How Do I Sue The Police For Violating Civil Rights Addressing Police Misconduct Laws Enforced by the Department of Justice In the United States, the majority of law enforcement officers diligently carry out their challenging duties while respecting their communities and adhering to the law. Nonetheless, there are instances when this isn’t the case. This document elucidates the laws enforced by the United States Department of Justice (DOJ) aimed at addressing police misconduct and provides guidance on how to file a complaint with the DOJ if you believe your rights have been violated.
Federal Laws on Police Misconduct
Federal laws that pertain to police misconduct encompass both criminal and civil statutes. These laws apply to State, county, and local officers, including those working within correctional facilities, and extend to Federal law enforcement officers. They protect all individuals in the United States, irrespective of citizenship status.
In DOJ investigations, whether criminal or civil, the person whose rights have been purportedly violated is referred to as a victim and often plays a crucial role as a witness. While DOJ informs victims of investigation outcomes, it’s important to note that DOJ doesn’t act as the victim’s attorney and cannot provide legal counsel as a private attorney would.
Coordination of Enforcement Efforts Various offices within the DOJ responsible for enforcing the laws detailed in this document collaborate in their investigative and enforcement efforts. Complaints received by one office may be referred to another if necessary to address the allegations. Additionally, multiple offices may investigate the same complaint if it involves issues covered by more than one statute.
Distinguishing Criminal and Civil Cases Criminal and civil laws are distinct. They are usually investigated and handled separately, even when related to the same incident. In a criminal case, the DOJ brings charges against the accused person, aiming to prove guilt “beyond a reasonable doubt.” In contrast, civil cases involve litigation or administrative investigations against governmental authorities or law enforcement agencies, and the evidence need only satisfy the lower standard of a “preponderance of the evidence.” Criminal cases seek punishment for past misconduct, while civil cases aim to correct policies and practices that fostered misconduct and may provide relief for victims.
Federal Criminal Enforcement Federal criminal law makes it a crime for one or more persons, acting under the color of law, to willfully deprive another person of rights protected by the Constitution or U.S. laws (18 U.S.C. §§ 241, 242). “Under color of law” means the person is using power granted by a governmental agency, even if exceeding their rightful authority. These laws encompass misconduct like excessive force, sexual assault, false arrests, theft, and fabrication of evidence leading to a loss of liberty. No discriminatory motive is required for enforcement.
Federal Civil Enforcement – “Police Misconduct Provision”

----

* [EXERCISE DIRECTIONS] Reproduce verbatim everything in the police misconduct text from "How Do I Sue" down to "have been violated.".

* [PROVIDED MATERIAL]
----

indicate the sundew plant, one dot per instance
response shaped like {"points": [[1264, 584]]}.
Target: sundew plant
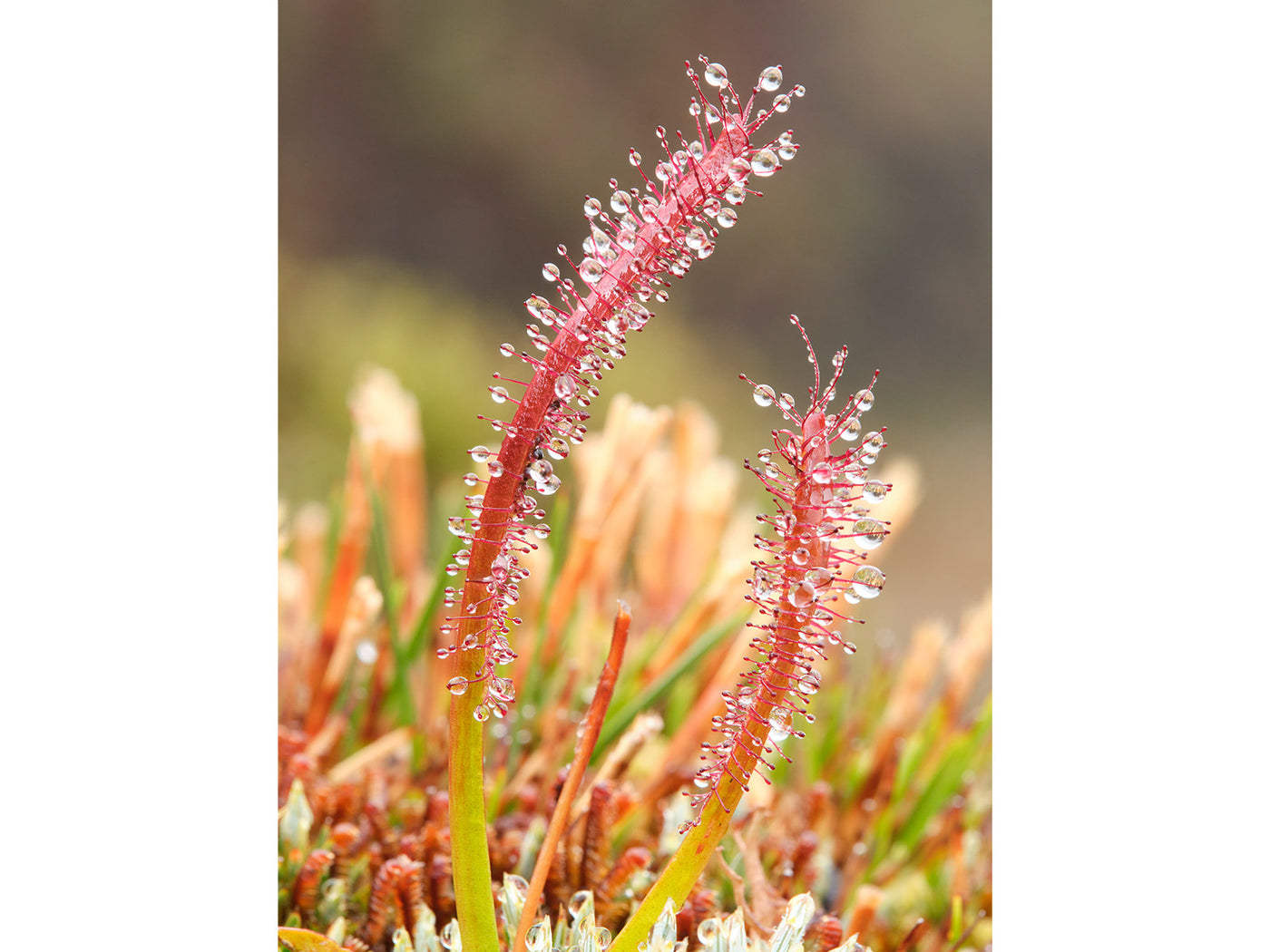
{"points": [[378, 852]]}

----

* [EXPECTED OUTPUT]
How Do I Sue The Police For Violating Civil Rights Addressing Police Misconduct Laws Enforced by the Department of Justice In the United States, the majority of law enforcement officers diligently carry out their challenging duties while respecting their communities and adhering to the law. Nonetheless, there are instances when this isn’t the case. This document elucidates the laws enforced by the United States Department of Justice (DOJ) aimed at addressing police misconduct and provides guidance on how to file a complaint with the DOJ if you believe your rights have been violated.